(EXCERPTED PASSAGE):
On Tuesday, a majority of Oklahomans agreed with her.
Oregon takes a step against the harm of court debt
Oregon will stop suspending driver’s licenses over unpaid fines and court fees.
The Democratic-run legislature passed emergency legislation this week during a special session, and Governor Kate Brown signed the bill into law on Tuesday.
License suspensions affect hundreds of thousands of Oregonians—roughly one in 10 adults, according to state advocacy organizations, a share that is consistent with, if not lower than, in other states—and they compound cycles of poverty. “This is just one of many examples in which we are unnecessarily burdening members of our community to the point of instability and failure,” Bobbin Singh, executive director of the Oregon Resource Justice Center, told me. He views the new law as an important step in “moving away from criminalizing poverty.”
In taking away many people’s main mode of transportation, these suspensions cut off access to work and make it harder for people to pay off debt in the first place.
“If someone is unemployed or underemployed, unsheltered, or has a family, regularly paying fines and fees, much less paying them off, is extremely difficult,” Alexes Harris, a sociologist at the University of Washington who studies monetary sanctions, told me in April when Virginia adopted a similar law. “Adding the burden of suspending or revoking their driver’s licenses creates more disadvantages that have a cascading effect.”
Those who continue using their cars to get to their jobs can get prosecuted for driving on a suspended license, and these prosecutions—much like the original financial obligations—are very racially disparate.
Twenty-six percent of those prosecuted for driving on a suspended license are Black and Native, according to the Oregonian. These groups make up 4 percent of Oregon’s population.

(TO DO):
- a) In the Oregon court-debt passage, starting with "In taking away" and going on through "the first place.", swap "main mode of transportation" for "primary way of getting around" and write out that part again.
- b) According to the Oregon court-debt passage, what percentage of people prosecuted for driving on a suspended license are Black and Native?
- c) Carry on the Oregon court-debt passage from its final sentence.

(STORED DATA):
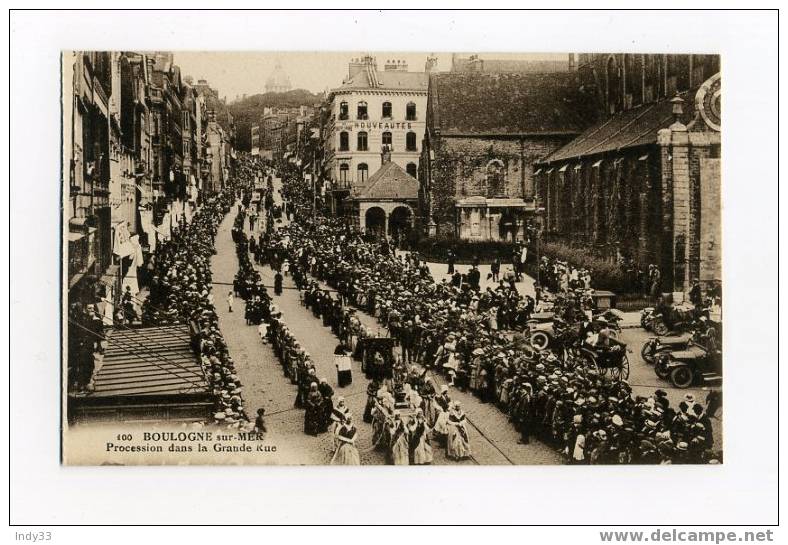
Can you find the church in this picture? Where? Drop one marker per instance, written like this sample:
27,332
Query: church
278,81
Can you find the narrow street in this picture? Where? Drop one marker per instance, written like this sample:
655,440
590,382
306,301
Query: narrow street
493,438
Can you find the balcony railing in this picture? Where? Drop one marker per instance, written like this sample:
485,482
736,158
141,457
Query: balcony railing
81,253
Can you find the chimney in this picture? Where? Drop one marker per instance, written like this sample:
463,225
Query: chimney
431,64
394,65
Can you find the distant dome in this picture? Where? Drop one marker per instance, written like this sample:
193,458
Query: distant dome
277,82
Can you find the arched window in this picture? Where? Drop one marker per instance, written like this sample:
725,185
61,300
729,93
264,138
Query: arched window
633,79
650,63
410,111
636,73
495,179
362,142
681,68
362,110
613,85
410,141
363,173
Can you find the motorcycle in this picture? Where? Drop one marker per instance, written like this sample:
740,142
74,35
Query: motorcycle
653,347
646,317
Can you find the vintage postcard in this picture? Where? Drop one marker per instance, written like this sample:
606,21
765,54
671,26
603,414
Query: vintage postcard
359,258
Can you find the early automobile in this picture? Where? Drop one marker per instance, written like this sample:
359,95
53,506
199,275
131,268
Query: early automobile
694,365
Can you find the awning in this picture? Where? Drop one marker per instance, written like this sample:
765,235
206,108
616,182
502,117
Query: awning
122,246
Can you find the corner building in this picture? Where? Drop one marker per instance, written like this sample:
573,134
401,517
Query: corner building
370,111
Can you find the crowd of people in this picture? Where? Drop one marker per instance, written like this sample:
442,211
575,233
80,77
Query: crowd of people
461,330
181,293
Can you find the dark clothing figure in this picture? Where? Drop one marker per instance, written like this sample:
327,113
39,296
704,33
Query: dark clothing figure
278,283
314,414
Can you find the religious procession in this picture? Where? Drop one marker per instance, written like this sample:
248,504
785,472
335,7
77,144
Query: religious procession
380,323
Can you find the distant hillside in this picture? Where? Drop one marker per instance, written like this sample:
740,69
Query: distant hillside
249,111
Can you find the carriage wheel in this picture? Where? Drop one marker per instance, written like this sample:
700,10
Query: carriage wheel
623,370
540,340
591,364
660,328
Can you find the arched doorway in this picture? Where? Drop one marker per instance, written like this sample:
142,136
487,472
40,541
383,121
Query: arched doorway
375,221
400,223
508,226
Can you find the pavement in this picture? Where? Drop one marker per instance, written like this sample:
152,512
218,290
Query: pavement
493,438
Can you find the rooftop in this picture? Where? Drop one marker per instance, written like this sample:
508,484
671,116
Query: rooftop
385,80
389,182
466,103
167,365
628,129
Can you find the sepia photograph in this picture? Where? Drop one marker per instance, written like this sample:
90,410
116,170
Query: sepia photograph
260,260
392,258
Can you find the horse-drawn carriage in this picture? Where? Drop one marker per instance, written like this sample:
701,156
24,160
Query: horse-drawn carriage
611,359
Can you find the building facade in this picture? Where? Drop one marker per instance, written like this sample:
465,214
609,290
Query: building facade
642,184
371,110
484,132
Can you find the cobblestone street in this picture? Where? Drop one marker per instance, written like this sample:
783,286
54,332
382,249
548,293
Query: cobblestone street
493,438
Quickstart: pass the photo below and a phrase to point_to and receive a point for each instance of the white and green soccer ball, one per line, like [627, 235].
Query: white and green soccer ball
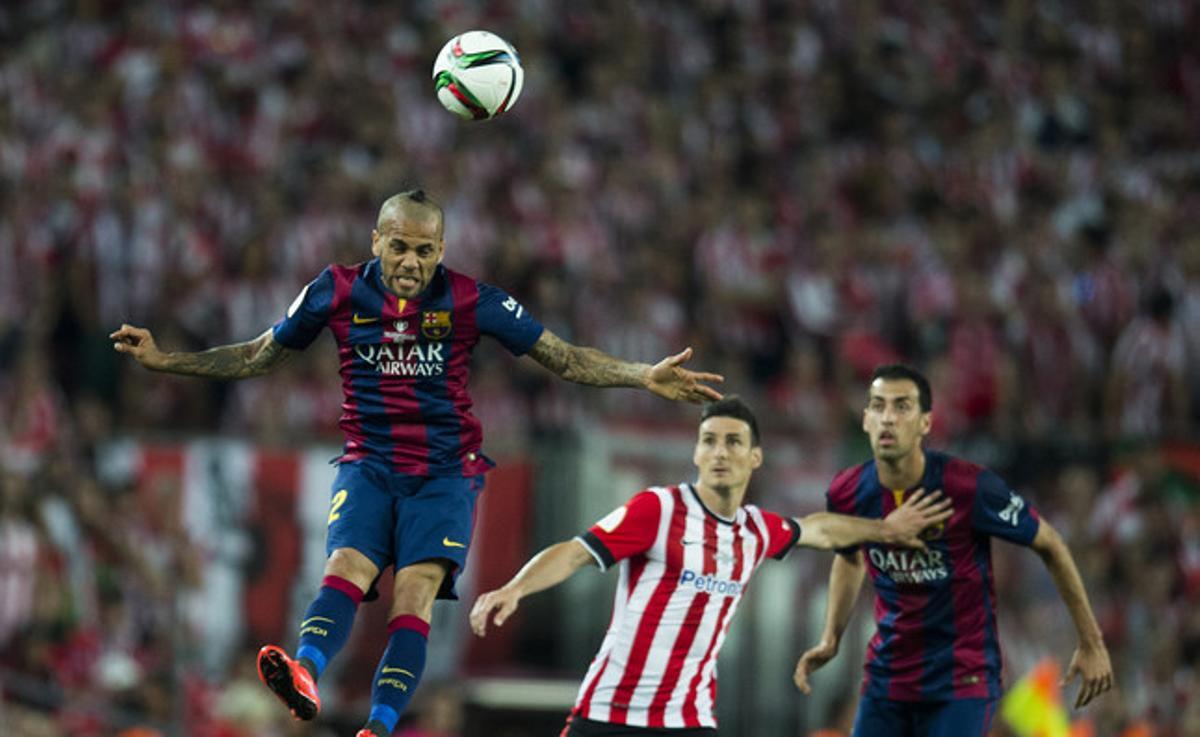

(SOLVED TASKS):
- a)
In taking away many people’s primary way of getting around, these suspensions cut off access to work and make it harder for people to pay off debt in the first place.

- b) Twenty-six percent.

- c)
Oregon is the ninth state to prohibit driver’s license suspensions over unpaid fines and fee. It joins California, Idaho, Kentucky, Montana, Mississippi, West Virginia, Virginia, and Wyoming, according to the Fines and Fees Justice Center’s comprehensive national tracker.
Advocates are pushing similar bills in other states, including Illinois and New York.
More work remains in Oregon as well to end the criminalization of poverty, and to break the connection between the unequal criminal legal system and access to transportation. For one, Oregon’s new law does not end the suspension of driver’s licenses over a failure to appear in court.
Moreover, it does not waive the underlying financial obligations, which are disproportionately imposed and universally burdensome.
The COVID-19 pandemic and its economic havoc has added urgency to the fight against the widespread imposition of fines and fees. The Fines and Fees Justice Center, for instance, is calling on state and local governments to discharge all outstanding court debt, or at least suspend its collection.
“There are many insidious fines and fees that only create additional harms, exacerbating instability, and that do not serve the public interest,” said Singh. “My hope that the legislature and advocates will continue to identify these burdens and be equally committed to removing them as they did in this instance.”